● TASK ITEM:
Restate all of the following data exactly, keeping any images out of the copy.

Stored data entries:

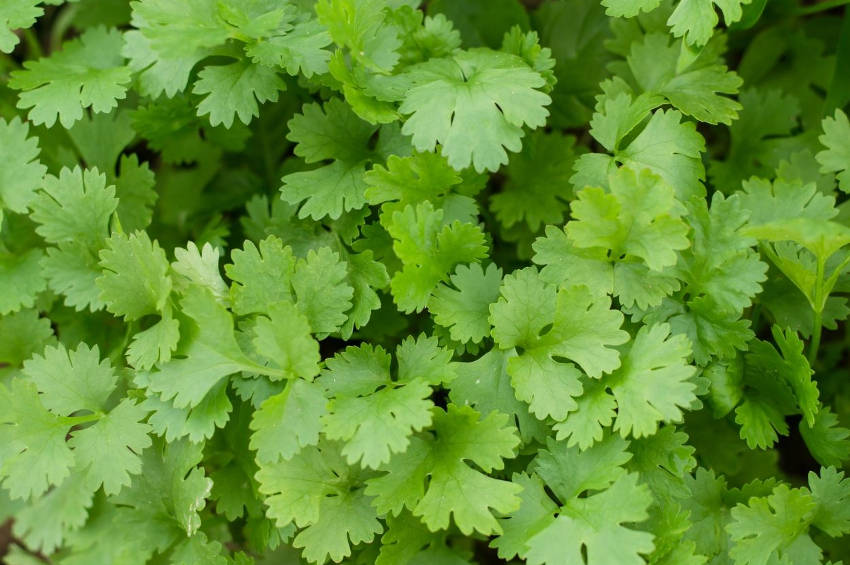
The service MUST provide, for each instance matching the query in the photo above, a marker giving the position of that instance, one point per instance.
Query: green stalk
(77, 420)
(817, 324)
(821, 7)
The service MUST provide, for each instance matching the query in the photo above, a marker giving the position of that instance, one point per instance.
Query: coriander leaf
(154, 344)
(410, 180)
(134, 189)
(235, 89)
(288, 421)
(88, 72)
(831, 491)
(330, 132)
(774, 527)
(72, 269)
(44, 523)
(169, 40)
(200, 266)
(370, 412)
(756, 136)
(828, 442)
(696, 19)
(171, 490)
(595, 410)
(211, 355)
(535, 513)
(653, 383)
(836, 156)
(322, 292)
(135, 281)
(365, 275)
(429, 249)
(198, 423)
(464, 309)
(376, 425)
(666, 146)
(25, 333)
(16, 14)
(71, 380)
(629, 8)
(485, 385)
(261, 275)
(583, 327)
(451, 96)
(22, 279)
(590, 524)
(21, 173)
(364, 28)
(696, 90)
(317, 491)
(455, 487)
(109, 450)
(74, 207)
(536, 190)
(37, 455)
(640, 217)
(300, 49)
(283, 337)
(594, 527)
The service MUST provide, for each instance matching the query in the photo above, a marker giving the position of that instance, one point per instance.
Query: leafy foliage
(463, 282)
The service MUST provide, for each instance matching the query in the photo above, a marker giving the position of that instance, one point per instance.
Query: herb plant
(468, 282)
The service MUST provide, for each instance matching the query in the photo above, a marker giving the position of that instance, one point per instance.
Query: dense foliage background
(382, 282)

● OUTPUT:
The service MUST provide, for each instance matching the query in the photo above, a marker giving the position of that instance, one point per instance.
Query: green stalk
(77, 420)
(817, 324)
(821, 7)
The service MUST provide, for each instance matching the query in the photo above, a marker giving the position of that instance, one point per instance.
Query: coriander leaf
(154, 344)
(410, 180)
(134, 189)
(235, 89)
(288, 421)
(88, 72)
(831, 491)
(330, 132)
(774, 527)
(72, 269)
(44, 523)
(169, 40)
(200, 266)
(370, 412)
(756, 136)
(828, 442)
(696, 19)
(171, 490)
(595, 410)
(211, 355)
(535, 513)
(653, 383)
(836, 156)
(322, 292)
(135, 281)
(365, 275)
(429, 249)
(198, 423)
(464, 309)
(376, 425)
(666, 146)
(25, 333)
(16, 14)
(71, 380)
(629, 8)
(485, 385)
(261, 275)
(583, 327)
(451, 96)
(22, 279)
(590, 524)
(21, 173)
(364, 28)
(696, 90)
(317, 491)
(455, 487)
(109, 450)
(74, 207)
(536, 190)
(37, 455)
(640, 217)
(300, 49)
(283, 337)
(594, 527)
The service MUST provide, for each instance matching the query in the photo above, a marker giving the position of that instance, one point per instance.
Query: leafy foliage
(463, 282)
The service MUST provide, for each instance matching the query in the photo above, a marker giving the position of that instance, one point per instance.
Query: herb plant
(468, 282)
The service MUST provide, for each instance matching the query in the photo above, a marker giving the position of that instance, one point per instance.
Query: dense foliage background
(382, 282)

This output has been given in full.